- Aufgabenstellung -
1: Listen Sie in der Reihenfolge ihres Auftretens alle Textstellen im Seitenauszug auf, die in doppelte deutsche Anführungszeichen („…“) gesetzt sind.
2: Extrahieren Sie aus dem Seitenauszug den Abschnitt zwischen "Bei den Opfern" und "Behörden bekannt gewesen.", beide einschließlich.

- Seitenauszug -
Brüssel: In der belgischen Hauptstadt hat ein Attentäter mindestens zwei schwedische Besucher erschossen.

Brüssel (dpa, iz). Nach tödlichen Schüssen in Belgien haben Ermittler einen mutmaßlichen Verdächtigen identifiziert. Das berichtete die belgische Nachrichtenagentur Belga am Montagabend unter Berufung auf die Bundesstaatsanwaltschaft.

Nähere Angaben zum mutmaßlichen Täter wurden nicht gemacht. Wegen eines „potenziell terroristischen Motivs“ habe die Behörde die Ermittlungen an sich gezogen, hieß es weiter.

Brüsseler: Sah sich der Täter als „Soldat des IS“?

In sozialen Netzwerken sei zudem ein Beitrag einer Person geteilt worden, die sich als Täter ausgab und behauptete, von der Terrororganisation IS inspiriert worden zu sein. Zudem wurde im Internet ein Video geteilt, das die Tat zeigen soll.

Nach Angaben des deutsch-schweizerischen Islamwissenschaftlers Reinhard Schule im Online-Dienst X habe sich der Attentäter, dessen Namen Schulze mit Abdassalam al-Dschilani angab, als „Soldat“ des IS bezeichnet.

„Er ermächtigt sich selbst zu einer ‘Vergeltungstat’, mit der er im Namen eines ‘wütenden Gottes’ Rache nimmt, und zwar in Gestalt einer rituellen Kulthandlung, die ihm das Heil bringen soll.“

Ein Opfer ist außer Lebensgefahr

Bei den Opfern handelt es sich um zwei Schweden. Ein drittes Opfer, ein Taxifahrer, ist nach Angaben der Staatsanwaltschaft inzwischen außer Lebensgefahr. Nach dem Täter werde gefahndet.

Meldungen von Dienstagfrüh zufolge soll er von der Polizei „niedergeschossen“ worden sein, wie der Spiegel vermeldet. Ob es sich dabei um den Täter handelt und ob er überlebt hat, ist noch unklar. Andere Medien berichteten, der Mann sei wie in früheren Fällen den Behörden bekannt gewesen.

Premierminister Alexander De Croo rief die Brüsseler zur Wachsamkeit auf. Ein EM-Qualifikationsspiel zwischen Belgien und Schweden in Brüssel war nach der ersten Halbzeit beim Stand von 1:1 abgebrochen worden.

- Gespeicherte Daten -
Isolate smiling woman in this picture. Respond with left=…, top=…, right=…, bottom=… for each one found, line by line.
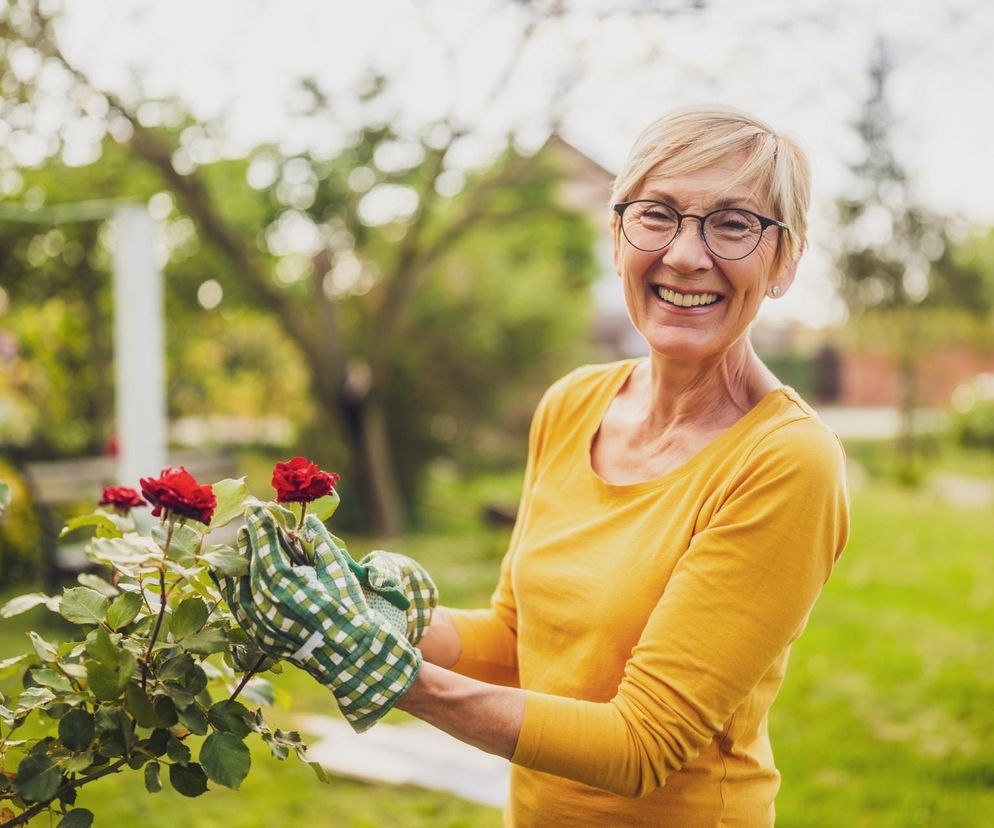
left=242, top=108, right=848, bottom=828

- Lösungen -
1:
1. „potenziell terroristischen Motivs“
2. „Soldat des IS“
3. „Soldat“
4. „Er ermächtigt sich selbst zu einer ‘Vergeltungstat’, mit der er im Namen eines ‘wütenden Gottes’ Rache nimmt, und zwar in Gestalt einer rituellen Kulthandlung, die ihm das Heil bringen soll.“
5. „niedergeschossen“

2:
Bei den Opfern handelt es sich um zwei Schweden. Ein drittes Opfer, ein Taxifahrer, ist nach Angaben der Staatsanwaltschaft inzwischen außer Lebensgefahr. Nach dem Täter werde gefahndet.

Meldungen von Dienstagfrüh zufolge soll er von der Polizei „niedergeschossen“ worden sein, wie der Spiegel vermeldet. Ob es sich dabei um den Täter handelt und ob er überlebt hat, ist noch unklar. Andere Medien berichteten, der Mann sei wie in früheren Fällen den Behörden bekannt gewesen.